- [Page extract]:
● ● ●

= CmERG1 =

Neurotoxin

The CmERG1 toxin is a peptide composed of 42 amino acids, found in venom from the Colombian scorpion Centruroides margaritatus. It blocks human ether-a-go-go-Related gene (hERG) potassium channels, which are important for cardiac action potential repolarization.

== Source and etymology ==
CmERG1 (or γ-KTx1.10, due to it being the 10th member of the γ-KTx family) is obtained from the venomous glands of the scorpion C. margaritatus, endemic to the upper and middle area of the Cauca River (Valle del Cauca, Colombia) and the Patía river Valley (Cauca, Colombia). CmERG1 is an acronym composed of the animal species the toxin is derived from, the ion channel type it binds to, and the chronological discovery order.

Based on international classification, the systemic code of CmERG1 is γ-KTx1.10.

● ● ●

- [The data]:

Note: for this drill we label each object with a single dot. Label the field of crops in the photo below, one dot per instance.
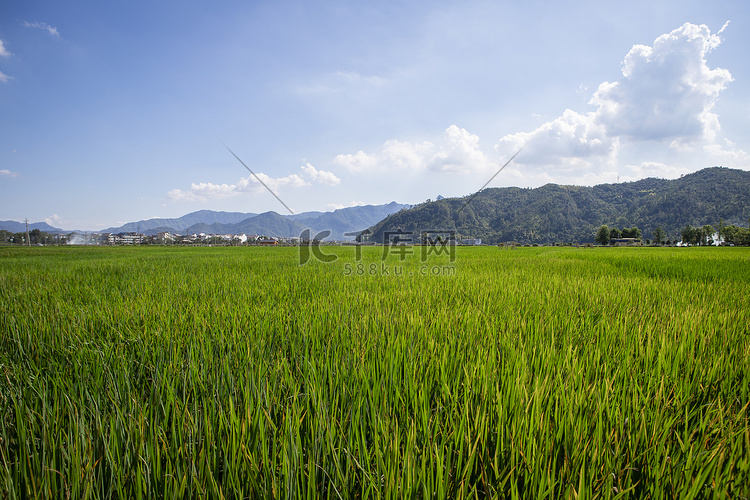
(237, 373)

● ● ●

- [To do]:
According to the CmERG1 text, which scorpion's venom contains this toxin? The material comes from a different source than the CmERG1 text.

- [Response to the task]:
The Colombian scorpion Centruroides margaritatus.